What you should do:
The answer must be every record below, reproduced exactly.

Records from a collection
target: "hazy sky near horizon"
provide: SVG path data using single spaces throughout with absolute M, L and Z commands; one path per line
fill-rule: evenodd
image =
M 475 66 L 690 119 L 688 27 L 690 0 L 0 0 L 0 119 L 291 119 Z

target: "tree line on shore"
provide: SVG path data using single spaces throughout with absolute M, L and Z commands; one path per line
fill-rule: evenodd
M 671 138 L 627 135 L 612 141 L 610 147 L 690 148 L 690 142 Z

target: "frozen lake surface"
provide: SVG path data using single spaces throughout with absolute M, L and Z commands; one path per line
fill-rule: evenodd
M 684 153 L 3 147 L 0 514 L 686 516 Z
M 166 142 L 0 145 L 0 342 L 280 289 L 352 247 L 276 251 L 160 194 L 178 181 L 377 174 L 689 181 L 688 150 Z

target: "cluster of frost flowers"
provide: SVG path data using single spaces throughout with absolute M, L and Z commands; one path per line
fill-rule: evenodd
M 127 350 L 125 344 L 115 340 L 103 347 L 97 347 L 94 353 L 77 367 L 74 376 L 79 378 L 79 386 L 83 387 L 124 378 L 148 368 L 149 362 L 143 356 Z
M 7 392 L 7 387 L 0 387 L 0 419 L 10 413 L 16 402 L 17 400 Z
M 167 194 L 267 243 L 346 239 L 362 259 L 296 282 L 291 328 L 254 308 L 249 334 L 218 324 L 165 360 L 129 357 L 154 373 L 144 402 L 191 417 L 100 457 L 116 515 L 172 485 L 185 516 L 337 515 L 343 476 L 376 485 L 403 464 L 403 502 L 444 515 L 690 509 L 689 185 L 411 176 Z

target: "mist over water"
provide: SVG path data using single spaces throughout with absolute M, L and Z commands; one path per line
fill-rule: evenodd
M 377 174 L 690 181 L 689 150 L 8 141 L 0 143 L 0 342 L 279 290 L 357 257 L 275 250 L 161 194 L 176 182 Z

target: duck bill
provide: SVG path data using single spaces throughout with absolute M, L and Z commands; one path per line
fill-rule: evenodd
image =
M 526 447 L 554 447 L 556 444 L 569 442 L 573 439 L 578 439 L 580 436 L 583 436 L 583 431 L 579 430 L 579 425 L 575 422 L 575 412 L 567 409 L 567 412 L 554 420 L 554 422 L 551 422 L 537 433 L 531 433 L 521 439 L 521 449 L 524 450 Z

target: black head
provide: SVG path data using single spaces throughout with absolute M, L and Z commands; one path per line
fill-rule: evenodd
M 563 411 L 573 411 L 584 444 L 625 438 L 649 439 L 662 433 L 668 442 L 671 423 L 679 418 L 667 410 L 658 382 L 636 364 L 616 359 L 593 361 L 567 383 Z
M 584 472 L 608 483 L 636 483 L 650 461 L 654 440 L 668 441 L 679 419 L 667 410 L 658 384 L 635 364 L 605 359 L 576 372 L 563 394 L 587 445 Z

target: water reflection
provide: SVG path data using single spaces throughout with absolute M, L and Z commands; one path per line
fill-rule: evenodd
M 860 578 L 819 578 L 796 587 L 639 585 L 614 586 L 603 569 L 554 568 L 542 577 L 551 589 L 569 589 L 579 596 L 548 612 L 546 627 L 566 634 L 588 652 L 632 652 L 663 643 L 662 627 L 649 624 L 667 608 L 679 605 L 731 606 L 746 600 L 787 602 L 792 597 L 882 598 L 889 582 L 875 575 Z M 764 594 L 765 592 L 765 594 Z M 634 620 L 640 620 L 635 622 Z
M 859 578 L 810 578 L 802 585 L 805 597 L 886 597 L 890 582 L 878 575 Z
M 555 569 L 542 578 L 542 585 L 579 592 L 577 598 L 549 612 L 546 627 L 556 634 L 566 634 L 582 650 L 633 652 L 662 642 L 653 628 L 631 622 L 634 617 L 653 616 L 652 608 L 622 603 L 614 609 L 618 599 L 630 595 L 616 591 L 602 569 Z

Answer section:
target: "hazy sky near horizon"
provide: SVG path data using single spaces throughout with absolute M, L and Z commands; one path per line
fill-rule: evenodd
image =
M 475 66 L 690 119 L 688 27 L 690 0 L 0 0 L 0 119 L 291 119 Z

target: "tree line on shore"
provide: SVG path data using single spaces throughout with absolute M, L and Z commands; one path per line
fill-rule: evenodd
M 671 138 L 627 135 L 612 141 L 610 147 L 690 148 L 690 142 Z

target: "frozen lake surface"
provide: SVG path data using single spaces throughout with absolute M, L and Z commands; one path per line
fill-rule: evenodd
M 684 153 L 3 147 L 0 514 L 686 516 Z
M 166 142 L 0 145 L 0 342 L 280 289 L 352 247 L 276 251 L 160 194 L 178 181 L 377 174 L 689 181 L 688 150 Z

target: "cluster of frost flowers"
provide: SVG path data using single spaces throughout with absolute M, L and Z commands; one path per line
fill-rule: evenodd
M 127 350 L 125 344 L 115 340 L 103 347 L 97 347 L 94 353 L 77 367 L 74 376 L 79 378 L 79 386 L 83 387 L 124 378 L 148 368 L 149 362 L 143 356 Z
M 7 392 L 7 387 L 0 387 L 0 419 L 10 413 L 16 402 L 17 400 Z
M 167 194 L 267 243 L 346 239 L 362 259 L 296 282 L 291 328 L 254 308 L 249 334 L 218 324 L 165 360 L 129 357 L 154 373 L 144 402 L 191 417 L 100 457 L 116 515 L 172 485 L 185 516 L 337 515 L 343 476 L 376 485 L 403 464 L 403 502 L 444 515 L 690 509 L 689 185 L 411 176 Z

target: "mist over water"
provide: SVG path data using single spaces throughout with absolute M, L and Z commands; one path per line
fill-rule: evenodd
M 377 174 L 690 181 L 689 150 L 8 141 L 0 143 L 0 342 L 279 290 L 357 257 L 275 250 L 161 194 L 176 182 Z

target: duck bill
provide: SVG path data using single spaces throughout with absolute M, L and Z commands; one path per line
fill-rule: evenodd
image =
M 526 447 L 554 447 L 556 444 L 569 442 L 573 439 L 578 439 L 580 436 L 583 436 L 583 431 L 579 430 L 579 425 L 575 422 L 575 412 L 567 409 L 567 412 L 554 420 L 554 422 L 551 422 L 537 433 L 531 433 L 521 439 L 521 449 L 524 450 Z

target: black head
provide: SVG path data using single spaces throughout with absolute M, L and Z commands; one path per line
fill-rule: evenodd
M 563 411 L 573 411 L 584 444 L 625 438 L 649 439 L 662 433 L 668 442 L 671 423 L 679 418 L 667 410 L 658 382 L 636 364 L 616 359 L 593 361 L 567 383 Z
M 584 472 L 608 483 L 636 483 L 650 461 L 654 440 L 668 441 L 679 419 L 667 410 L 658 384 L 635 364 L 605 359 L 576 372 L 563 394 L 587 445 Z

target: water reflection
provide: SVG path data using single spaces throughout with absolute M, L and Z commands; one path per line
fill-rule: evenodd
M 860 578 L 819 578 L 796 587 L 639 585 L 614 586 L 603 569 L 554 568 L 542 577 L 551 589 L 569 589 L 579 596 L 548 612 L 546 627 L 566 634 L 588 652 L 632 652 L 663 643 L 662 627 L 649 624 L 667 608 L 679 605 L 731 606 L 746 600 L 787 602 L 792 597 L 882 598 L 889 582 L 875 575 Z M 764 594 L 765 592 L 765 594 Z M 634 620 L 640 620 L 635 622 Z
M 859 578 L 810 578 L 802 585 L 805 597 L 886 597 L 890 582 L 878 575 Z
M 555 569 L 542 578 L 542 585 L 579 592 L 577 598 L 549 612 L 546 627 L 556 634 L 566 634 L 582 650 L 633 652 L 662 642 L 653 628 L 631 622 L 634 617 L 653 616 L 652 608 L 622 603 L 614 609 L 618 599 L 630 595 L 616 591 L 602 569 Z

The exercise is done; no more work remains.